- **抜粋本文**:
『ちむどんどん』矢作は決して“悪役”ではない 問われる暢子の経営者としての決断力

『ちむどんどん』店の命運を握るのは?

 矢作の断る態度は正しい。同情して自分が雇われた以上の仕事を、賃金をもらわずに手伝い始めるとしよう。それは徐々に膨れ上がり、気がつけば「それをやってもらって当たり前」な状況が生まれてしまう。仕事の領域をしっかり分けること、仕事に見合った対価を受け取ることで従業員とオーナーの間に信頼関係は生まれる。逆に、無一文で「ノー」と言いづらい矢作に暢子が雑用まで押し付けてしまうのは、ブラック会社一歩手前の行為でもあるのだ。だから、その点毅然とした態度でいる矢作がすごく偉い。仕事の配分も立派な経営者の務め。自分がどれだけ現場に関与しなくても店を回すことができるか現実的に分析し、それに必要なことを実行していく決断力を暢子は身に付けなければいけない。

- **出題課題 A**:
文字列「waterline」を含む行を、行の中からすべて抜き出して書き写せ。大文字と小文字は区別する。
『ちむどんどん』評と行は互いに関係がない。

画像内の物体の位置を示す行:
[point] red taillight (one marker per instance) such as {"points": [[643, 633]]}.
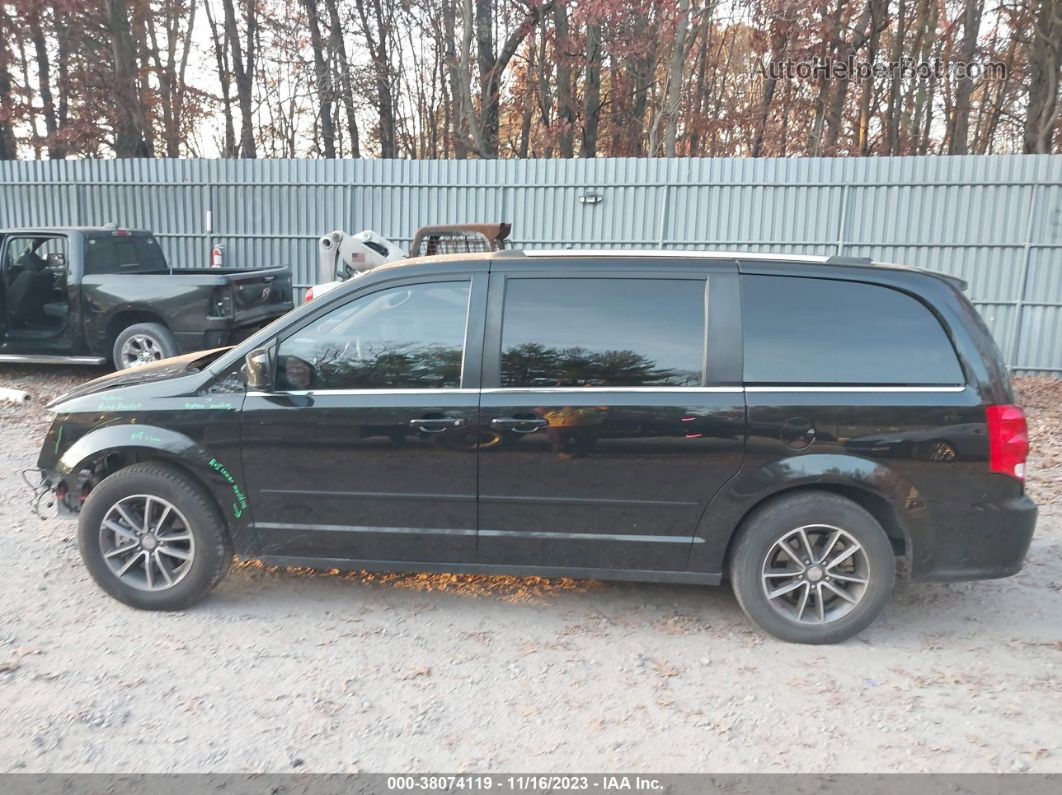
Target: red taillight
{"points": [[1008, 439]]}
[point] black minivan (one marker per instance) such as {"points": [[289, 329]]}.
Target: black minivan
{"points": [[798, 426]]}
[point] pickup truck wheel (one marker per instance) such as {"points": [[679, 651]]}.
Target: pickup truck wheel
{"points": [[152, 538], [143, 343], [812, 568]]}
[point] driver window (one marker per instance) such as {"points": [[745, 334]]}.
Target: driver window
{"points": [[399, 338], [35, 280]]}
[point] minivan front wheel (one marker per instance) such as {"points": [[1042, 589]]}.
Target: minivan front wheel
{"points": [[812, 568], [153, 538]]}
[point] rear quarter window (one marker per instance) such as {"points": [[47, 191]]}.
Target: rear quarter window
{"points": [[823, 331]]}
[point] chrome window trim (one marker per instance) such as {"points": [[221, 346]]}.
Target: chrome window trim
{"points": [[589, 390], [440, 391], [672, 254], [581, 390], [883, 387]]}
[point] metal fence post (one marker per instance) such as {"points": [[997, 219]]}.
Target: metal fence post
{"points": [[1023, 280], [664, 213], [842, 220]]}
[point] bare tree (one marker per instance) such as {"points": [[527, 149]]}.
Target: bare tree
{"points": [[345, 82], [131, 121], [243, 69], [1045, 75]]}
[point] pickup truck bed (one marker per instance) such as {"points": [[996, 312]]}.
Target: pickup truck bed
{"points": [[71, 293]]}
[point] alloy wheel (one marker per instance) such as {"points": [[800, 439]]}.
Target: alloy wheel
{"points": [[816, 574], [140, 349], [147, 542]]}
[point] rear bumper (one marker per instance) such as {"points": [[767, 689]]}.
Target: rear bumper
{"points": [[985, 540]]}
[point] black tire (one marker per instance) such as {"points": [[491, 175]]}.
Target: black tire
{"points": [[154, 334], [756, 553], [212, 549]]}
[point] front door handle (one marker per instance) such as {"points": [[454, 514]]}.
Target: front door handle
{"points": [[519, 425], [435, 425]]}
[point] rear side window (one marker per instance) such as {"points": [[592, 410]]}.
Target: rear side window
{"points": [[110, 254], [821, 331], [602, 332]]}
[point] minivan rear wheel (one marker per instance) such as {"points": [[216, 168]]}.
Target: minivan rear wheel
{"points": [[812, 568], [153, 538]]}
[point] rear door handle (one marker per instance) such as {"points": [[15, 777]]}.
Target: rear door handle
{"points": [[435, 425], [525, 425]]}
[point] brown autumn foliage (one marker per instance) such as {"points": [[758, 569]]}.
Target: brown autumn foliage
{"points": [[456, 79]]}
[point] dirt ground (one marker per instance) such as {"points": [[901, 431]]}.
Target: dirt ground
{"points": [[285, 670]]}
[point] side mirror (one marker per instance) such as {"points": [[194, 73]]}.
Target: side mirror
{"points": [[259, 369]]}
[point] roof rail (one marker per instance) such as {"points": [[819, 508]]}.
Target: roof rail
{"points": [[840, 259]]}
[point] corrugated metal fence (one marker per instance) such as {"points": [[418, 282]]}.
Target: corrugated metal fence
{"points": [[994, 221]]}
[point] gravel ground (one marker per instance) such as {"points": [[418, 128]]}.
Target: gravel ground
{"points": [[285, 670]]}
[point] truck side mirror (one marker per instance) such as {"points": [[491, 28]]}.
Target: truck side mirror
{"points": [[259, 369]]}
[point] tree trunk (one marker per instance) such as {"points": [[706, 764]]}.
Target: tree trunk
{"points": [[780, 40], [677, 80], [565, 103], [9, 147], [1045, 67], [592, 92], [968, 49], [878, 19], [130, 135], [55, 151], [345, 83], [895, 100], [323, 80], [219, 36], [243, 71], [377, 37]]}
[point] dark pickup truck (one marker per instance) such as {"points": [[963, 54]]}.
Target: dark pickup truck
{"points": [[97, 295]]}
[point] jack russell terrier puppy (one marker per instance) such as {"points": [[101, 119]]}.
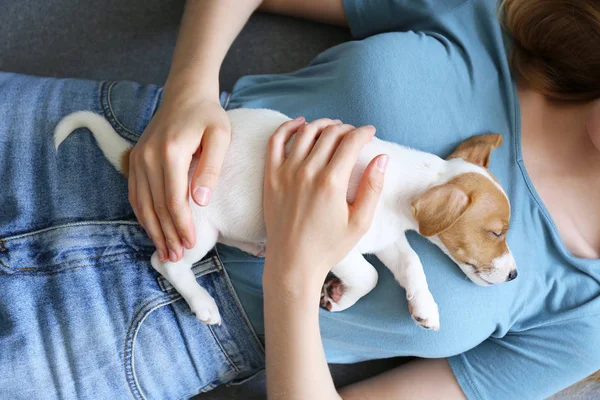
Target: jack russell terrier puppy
{"points": [[455, 203]]}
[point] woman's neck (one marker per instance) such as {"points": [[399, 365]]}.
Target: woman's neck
{"points": [[564, 164]]}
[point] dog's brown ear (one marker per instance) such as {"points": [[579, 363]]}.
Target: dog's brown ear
{"points": [[477, 149], [439, 208]]}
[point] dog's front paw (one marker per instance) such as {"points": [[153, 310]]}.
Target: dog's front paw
{"points": [[424, 311], [332, 293], [205, 309]]}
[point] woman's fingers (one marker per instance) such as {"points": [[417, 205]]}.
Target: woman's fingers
{"points": [[157, 188], [277, 142], [305, 139], [345, 157], [176, 201], [146, 214], [362, 210], [327, 143], [213, 147]]}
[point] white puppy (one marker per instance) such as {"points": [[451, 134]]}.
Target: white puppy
{"points": [[455, 203]]}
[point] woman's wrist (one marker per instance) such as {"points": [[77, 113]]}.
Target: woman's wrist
{"points": [[292, 276], [189, 86]]}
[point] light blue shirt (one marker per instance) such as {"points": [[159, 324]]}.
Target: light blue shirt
{"points": [[430, 74]]}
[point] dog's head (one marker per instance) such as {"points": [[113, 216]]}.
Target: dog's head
{"points": [[468, 216]]}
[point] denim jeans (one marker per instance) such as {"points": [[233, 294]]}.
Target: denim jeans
{"points": [[82, 312]]}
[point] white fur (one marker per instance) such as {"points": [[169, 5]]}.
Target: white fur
{"points": [[235, 214]]}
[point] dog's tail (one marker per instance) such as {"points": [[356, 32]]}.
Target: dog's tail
{"points": [[115, 148]]}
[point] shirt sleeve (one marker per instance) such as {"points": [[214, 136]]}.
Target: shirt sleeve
{"points": [[533, 364], [369, 17]]}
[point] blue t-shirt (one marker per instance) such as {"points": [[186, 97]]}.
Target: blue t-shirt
{"points": [[430, 74]]}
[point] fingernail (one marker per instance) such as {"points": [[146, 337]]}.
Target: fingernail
{"points": [[202, 195], [382, 163]]}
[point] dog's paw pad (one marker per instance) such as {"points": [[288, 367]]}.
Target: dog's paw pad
{"points": [[205, 310], [331, 293]]}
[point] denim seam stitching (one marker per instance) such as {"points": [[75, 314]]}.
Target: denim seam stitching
{"points": [[234, 365], [53, 266], [71, 224], [39, 272], [237, 302], [128, 351], [110, 115]]}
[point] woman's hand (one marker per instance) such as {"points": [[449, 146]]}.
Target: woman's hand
{"points": [[186, 125], [307, 216], [310, 228]]}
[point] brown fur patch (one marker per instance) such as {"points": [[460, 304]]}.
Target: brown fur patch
{"points": [[125, 162], [478, 236], [477, 149]]}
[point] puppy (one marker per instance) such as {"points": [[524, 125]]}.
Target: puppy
{"points": [[455, 203]]}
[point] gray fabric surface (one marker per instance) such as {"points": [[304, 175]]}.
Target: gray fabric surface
{"points": [[134, 40]]}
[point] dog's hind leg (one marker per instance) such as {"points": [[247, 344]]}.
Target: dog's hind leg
{"points": [[181, 276], [349, 280], [257, 250]]}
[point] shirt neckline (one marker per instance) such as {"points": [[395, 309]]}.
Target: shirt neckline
{"points": [[556, 238]]}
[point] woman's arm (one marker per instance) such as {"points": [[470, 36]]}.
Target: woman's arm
{"points": [[310, 228], [189, 122]]}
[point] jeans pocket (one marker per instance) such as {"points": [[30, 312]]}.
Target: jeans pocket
{"points": [[129, 106], [72, 246], [84, 315]]}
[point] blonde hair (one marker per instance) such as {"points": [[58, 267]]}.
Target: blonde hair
{"points": [[556, 46], [556, 49]]}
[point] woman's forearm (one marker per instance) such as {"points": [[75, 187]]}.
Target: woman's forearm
{"points": [[208, 28], [295, 360]]}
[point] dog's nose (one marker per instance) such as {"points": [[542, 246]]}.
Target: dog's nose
{"points": [[512, 275]]}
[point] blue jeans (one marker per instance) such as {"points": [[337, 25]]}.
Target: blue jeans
{"points": [[82, 312]]}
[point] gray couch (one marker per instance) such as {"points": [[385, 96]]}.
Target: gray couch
{"points": [[134, 40]]}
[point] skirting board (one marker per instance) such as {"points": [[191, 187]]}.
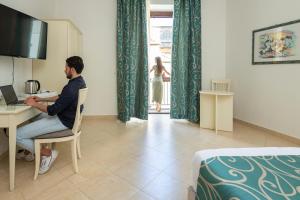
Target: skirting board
{"points": [[191, 193], [278, 134], [3, 155], [101, 117]]}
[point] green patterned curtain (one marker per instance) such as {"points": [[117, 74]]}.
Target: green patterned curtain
{"points": [[132, 60], [186, 60]]}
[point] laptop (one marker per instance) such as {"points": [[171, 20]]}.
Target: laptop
{"points": [[10, 96]]}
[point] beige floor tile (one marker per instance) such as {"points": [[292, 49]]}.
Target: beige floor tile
{"points": [[138, 160], [165, 187], [64, 190], [137, 173], [141, 196], [109, 187]]}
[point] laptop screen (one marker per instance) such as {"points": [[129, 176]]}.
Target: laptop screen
{"points": [[9, 94]]}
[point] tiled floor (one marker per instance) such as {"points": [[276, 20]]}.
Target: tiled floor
{"points": [[138, 161]]}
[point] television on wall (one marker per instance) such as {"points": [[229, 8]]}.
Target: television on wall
{"points": [[22, 35]]}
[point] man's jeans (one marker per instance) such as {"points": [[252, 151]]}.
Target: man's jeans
{"points": [[42, 125]]}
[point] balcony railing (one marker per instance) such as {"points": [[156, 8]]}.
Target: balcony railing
{"points": [[165, 104]]}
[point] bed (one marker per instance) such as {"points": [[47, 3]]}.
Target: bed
{"points": [[246, 173]]}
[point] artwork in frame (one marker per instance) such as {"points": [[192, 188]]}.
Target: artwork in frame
{"points": [[279, 44]]}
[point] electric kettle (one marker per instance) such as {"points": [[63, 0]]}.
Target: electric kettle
{"points": [[32, 86]]}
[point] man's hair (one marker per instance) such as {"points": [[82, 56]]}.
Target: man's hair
{"points": [[76, 63]]}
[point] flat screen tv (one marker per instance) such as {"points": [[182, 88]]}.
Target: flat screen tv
{"points": [[22, 35]]}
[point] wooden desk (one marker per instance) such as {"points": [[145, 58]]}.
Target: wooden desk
{"points": [[216, 110], [11, 117]]}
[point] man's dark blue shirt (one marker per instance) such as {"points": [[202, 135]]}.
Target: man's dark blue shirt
{"points": [[65, 106]]}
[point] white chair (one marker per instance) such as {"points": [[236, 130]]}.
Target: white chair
{"points": [[72, 135], [221, 85]]}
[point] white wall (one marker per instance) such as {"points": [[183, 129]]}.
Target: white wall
{"points": [[97, 21], [265, 95], [23, 67], [213, 41]]}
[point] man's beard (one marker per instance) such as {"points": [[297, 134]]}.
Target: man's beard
{"points": [[69, 76]]}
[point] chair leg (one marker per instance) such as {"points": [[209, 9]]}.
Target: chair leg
{"points": [[37, 148], [53, 145], [74, 155], [78, 147]]}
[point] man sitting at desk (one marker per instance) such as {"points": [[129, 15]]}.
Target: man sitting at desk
{"points": [[56, 117]]}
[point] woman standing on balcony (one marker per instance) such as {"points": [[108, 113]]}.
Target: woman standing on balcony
{"points": [[157, 82]]}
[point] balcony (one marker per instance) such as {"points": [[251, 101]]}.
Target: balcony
{"points": [[165, 104]]}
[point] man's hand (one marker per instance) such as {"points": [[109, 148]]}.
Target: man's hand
{"points": [[37, 99], [30, 102]]}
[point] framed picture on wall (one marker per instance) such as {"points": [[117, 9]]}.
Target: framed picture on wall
{"points": [[279, 44]]}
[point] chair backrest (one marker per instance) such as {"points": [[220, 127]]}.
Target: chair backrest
{"points": [[221, 85], [82, 94]]}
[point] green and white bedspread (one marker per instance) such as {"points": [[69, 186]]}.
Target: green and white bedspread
{"points": [[249, 177]]}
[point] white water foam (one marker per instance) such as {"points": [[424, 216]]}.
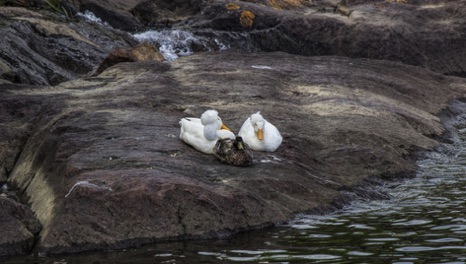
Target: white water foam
{"points": [[175, 43]]}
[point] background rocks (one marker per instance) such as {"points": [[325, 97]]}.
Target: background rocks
{"points": [[98, 161]]}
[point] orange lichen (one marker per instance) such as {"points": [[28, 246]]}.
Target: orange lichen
{"points": [[231, 6], [246, 18]]}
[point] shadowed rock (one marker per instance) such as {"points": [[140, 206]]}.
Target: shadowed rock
{"points": [[103, 166]]}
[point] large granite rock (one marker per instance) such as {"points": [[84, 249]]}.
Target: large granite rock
{"points": [[424, 33], [98, 160], [41, 49], [103, 166]]}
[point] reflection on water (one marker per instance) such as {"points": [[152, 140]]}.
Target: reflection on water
{"points": [[425, 222]]}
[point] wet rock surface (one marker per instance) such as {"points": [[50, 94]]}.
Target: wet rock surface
{"points": [[98, 161]]}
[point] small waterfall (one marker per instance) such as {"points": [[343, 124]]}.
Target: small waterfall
{"points": [[91, 17], [175, 43]]}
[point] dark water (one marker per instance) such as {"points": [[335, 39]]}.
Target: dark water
{"points": [[425, 222]]}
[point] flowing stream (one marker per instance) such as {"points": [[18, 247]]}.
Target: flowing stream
{"points": [[424, 222]]}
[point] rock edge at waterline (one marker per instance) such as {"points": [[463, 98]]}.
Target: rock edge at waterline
{"points": [[101, 165]]}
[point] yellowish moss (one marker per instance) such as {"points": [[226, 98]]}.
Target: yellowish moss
{"points": [[231, 6], [246, 18]]}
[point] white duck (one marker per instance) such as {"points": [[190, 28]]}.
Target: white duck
{"points": [[259, 134], [203, 133]]}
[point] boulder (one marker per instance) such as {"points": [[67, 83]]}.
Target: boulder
{"points": [[103, 166], [142, 52], [19, 227], [40, 50], [429, 34]]}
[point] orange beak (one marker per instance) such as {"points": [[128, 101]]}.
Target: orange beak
{"points": [[260, 134], [224, 127]]}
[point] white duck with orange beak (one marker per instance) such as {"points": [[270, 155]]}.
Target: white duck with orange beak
{"points": [[259, 134], [203, 133]]}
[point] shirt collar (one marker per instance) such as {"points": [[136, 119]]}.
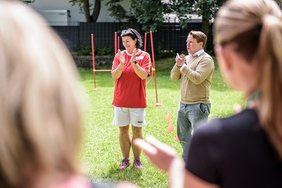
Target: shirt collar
{"points": [[198, 53]]}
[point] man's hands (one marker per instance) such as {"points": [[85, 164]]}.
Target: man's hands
{"points": [[180, 60], [133, 57], [121, 58]]}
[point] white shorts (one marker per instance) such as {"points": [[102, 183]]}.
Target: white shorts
{"points": [[132, 116]]}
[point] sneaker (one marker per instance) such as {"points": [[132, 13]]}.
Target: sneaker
{"points": [[137, 164], [124, 164]]}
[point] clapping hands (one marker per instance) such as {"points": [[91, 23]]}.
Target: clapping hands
{"points": [[180, 59]]}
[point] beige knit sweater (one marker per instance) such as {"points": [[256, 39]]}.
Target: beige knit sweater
{"points": [[195, 78]]}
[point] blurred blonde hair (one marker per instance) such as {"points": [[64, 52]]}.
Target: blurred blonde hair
{"points": [[255, 27], [40, 114]]}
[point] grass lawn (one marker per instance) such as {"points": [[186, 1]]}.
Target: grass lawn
{"points": [[100, 150]]}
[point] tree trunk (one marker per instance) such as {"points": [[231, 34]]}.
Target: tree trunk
{"points": [[96, 10]]}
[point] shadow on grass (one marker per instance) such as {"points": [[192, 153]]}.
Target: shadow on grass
{"points": [[129, 174]]}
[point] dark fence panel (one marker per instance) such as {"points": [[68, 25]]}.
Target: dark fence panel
{"points": [[170, 37]]}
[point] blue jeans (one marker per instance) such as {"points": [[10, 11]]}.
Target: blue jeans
{"points": [[188, 117]]}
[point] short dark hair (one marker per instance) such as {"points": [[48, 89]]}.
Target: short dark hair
{"points": [[199, 36], [134, 35]]}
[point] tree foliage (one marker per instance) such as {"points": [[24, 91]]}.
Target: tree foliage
{"points": [[149, 14], [90, 8]]}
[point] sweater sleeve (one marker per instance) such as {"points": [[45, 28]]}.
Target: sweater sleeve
{"points": [[202, 71], [175, 73]]}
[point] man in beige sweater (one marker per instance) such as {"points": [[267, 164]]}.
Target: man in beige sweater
{"points": [[195, 74]]}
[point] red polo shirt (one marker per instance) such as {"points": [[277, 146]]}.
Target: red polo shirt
{"points": [[130, 90]]}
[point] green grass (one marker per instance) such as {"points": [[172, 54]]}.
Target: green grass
{"points": [[100, 150]]}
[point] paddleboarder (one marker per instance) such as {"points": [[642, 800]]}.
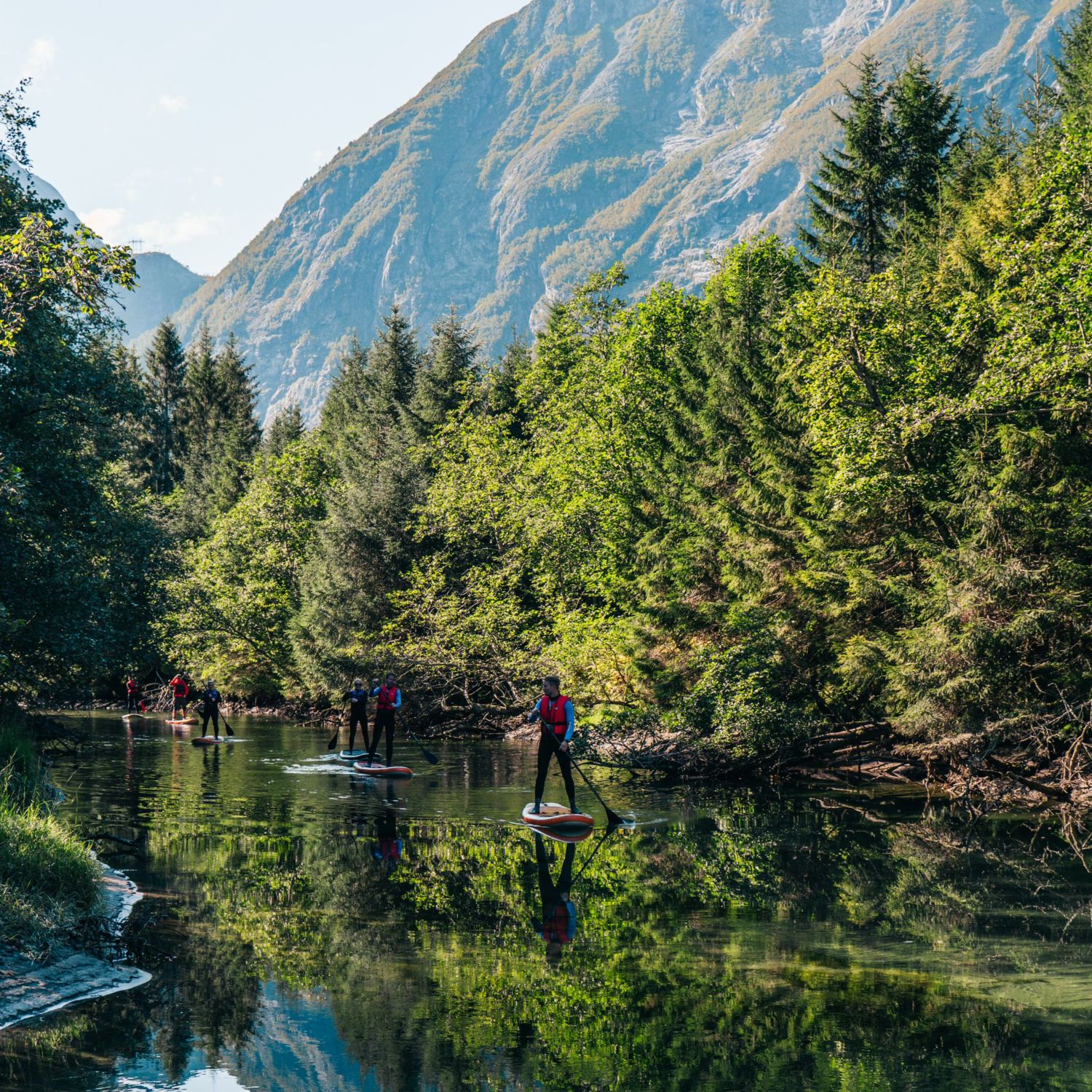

- **出題課題 B**:
『ちむどんどん』評の続きを、最後の文の後から書き継げ。

- **解答例 A**:
[point] rock edge at waterline (one marker per instance) such as {"points": [[463, 98]]}.
Target: rock edge at waterline

- **解答例 B**:
 絶対的に、「ちむどんどん」は開店前からピンチである。とはいえ、突然フリーランスになると宣言し苦戦することが予想された和彦(宮沢氷魚)も、あっさりと雑誌で企画が買われ、さらりと連載企画が始まっている具合。登場人物が現実的な挫折を味わうことが少ない本作において、メタ的に考えれば「ちむどんどん」もオープンしたら意外と人気店になって万事順調、というふうになるかもしれない。ただ、店はオープンさせた直後も大切だが、その後どれだけ長く繁盛させ続けるかが重要だ。最初だけお客が来ても、客足が途絶えることは珍しくない。そういった問題が浮上した時、初めて暢子が“自らの力で”これまでの学びを活かし、解決していくことに期待したい。店の命運を握るのは、ピンチヒッターの矢作でも、歌子でもなく暢子だから。彼女が学び、変わらなければ店も成長できないのではないだろうか。

■放送情報
連続テレビ小説『ちむどんどん』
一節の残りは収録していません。